## Questions to answer
**1.** Translate into Spanish this sentence from the text on shellfish toxin forecasting: "Extensive blooms of the PST-producing organism, Alexandrium catenella, occur in the Gulf of Maine."
**2.** Reproduce word for word the part of the text on shellfish toxin forecasting that opens with the words "Blooms of Alexandrium" and closes with "dangerous to eat.".
**3.** In the text on shellfish toxin forecasting, condense the paragraph beginning "A Gulf of Maine Harmful Algal Bloom stakeholders’ meeting" into a short bulleted list that keeps its main facts.

## Excerpt
Blooms of Alexandrium occur in the Gulf of Maine each year and produce toxins that can accumulate in shellfish, causing Paralytic Shellfish Poisoning. Regional management agencies conduct rigorous monitoring to ensure the safety of shellfish consumers and support the shellfish industry. We will implement a machine learning-based forecast with high spatial and temporal resolution to predict paralytic shellfish toxins in specific locations one to two weeks before shellfish become dangerous to eat.

Why We Care
Paralytic shellfish toxins (PSTs) are produced by several species of phytoplankton and can accumulate in shellfish and present a potentially lethal threat to consumers. Extensive blooms of the PST-producing organism, Alexandrium catenella, occur in the Gulf of Maine. Maine, New Hampshire, and Massachusetts use considerable resources to conduct rigorous monitoring to ensure the safety of shellfish consumers and support shellfish producers. Each summer, shellfish beds are closed due to dangerous levels of PSTs along large stretches of the coast. The shellfish aquaculture and harvesting industries, vital components of a sustainable waterfront economy, are severely disrupted by these closures.

A Gulf of Maine Harmful Algal Bloom stakeholders’ meeting in March 2018 identified the need for targeted forecasts to better predict the onset and decline of shellfish toxicity in specific regions and bays over timescales ranging from days to weeks before shellfish become dangerous to consumers. To address this need, researchers developed a highly accurate machine learning-based forecast using chemical “fingerprints” of PSTs in Maine shellfish. The neural network was trained on PSTs determined in Maine shellfish collected from 2014 to 2016, and predicted 2017 PST levels at individual locations one to two weeks in advance with over 95 percent accuracy.

## Given data
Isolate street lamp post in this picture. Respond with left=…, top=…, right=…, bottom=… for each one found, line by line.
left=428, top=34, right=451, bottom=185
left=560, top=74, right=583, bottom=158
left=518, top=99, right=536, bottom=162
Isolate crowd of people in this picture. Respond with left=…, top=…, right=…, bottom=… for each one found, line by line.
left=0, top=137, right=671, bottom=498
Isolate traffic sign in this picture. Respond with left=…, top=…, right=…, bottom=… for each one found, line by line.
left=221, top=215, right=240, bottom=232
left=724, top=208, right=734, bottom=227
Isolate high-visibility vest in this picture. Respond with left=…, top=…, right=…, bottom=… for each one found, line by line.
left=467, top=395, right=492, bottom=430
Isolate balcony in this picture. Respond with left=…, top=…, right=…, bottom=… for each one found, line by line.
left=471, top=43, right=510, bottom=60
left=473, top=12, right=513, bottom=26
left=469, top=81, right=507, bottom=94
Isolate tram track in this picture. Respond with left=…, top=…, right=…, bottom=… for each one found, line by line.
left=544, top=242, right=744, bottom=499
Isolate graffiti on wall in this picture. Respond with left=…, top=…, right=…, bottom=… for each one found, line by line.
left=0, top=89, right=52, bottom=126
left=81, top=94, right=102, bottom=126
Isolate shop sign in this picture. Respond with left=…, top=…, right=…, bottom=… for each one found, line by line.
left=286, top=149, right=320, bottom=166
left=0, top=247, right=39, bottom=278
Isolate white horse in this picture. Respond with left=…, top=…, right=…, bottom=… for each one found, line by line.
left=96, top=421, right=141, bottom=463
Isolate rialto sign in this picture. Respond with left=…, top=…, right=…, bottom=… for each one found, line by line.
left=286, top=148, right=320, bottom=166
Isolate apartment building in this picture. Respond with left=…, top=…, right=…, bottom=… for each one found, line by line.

## Task solutions
**1.** En el golfo de Maine se producen extensas floraciones del organismo productor de PST, Alexandrium catenella.

**2.**
Blooms of Alexandrium occur in the Gulf of Maine each year and produce toxins that can accumulate in shellfish, causing Paralytic Shellfish Poisoning. Regional management agencies conduct rigorous monitoring to ensure the safety of shellfish consumers and support the shellfish industry. We will implement a machine learning-based forecast with high spatial and temporal resolution to predict paralytic shellfish toxins in specific locations one to two weeks before shellfish become dangerous to eat.

**3.**
- A Gulf of Maine Harmful Algal Bloom stakeholders’ meeting in March 2018 identified a need for targeted forecasts of the onset and decline of shellfish toxicity in specific regions and bays, days to weeks before shellfish become dangerous.
- Researchers developed a highly accurate machine learning-based forecast using chemical "fingerprints" of PSTs in Maine shellfish.
- The neural network was trained on PSTs in Maine shellfish collected from 2014 to 2016.
- It predicted 2017 PST levels at individual locations one to two weeks in advance with over 95 percent accuracy.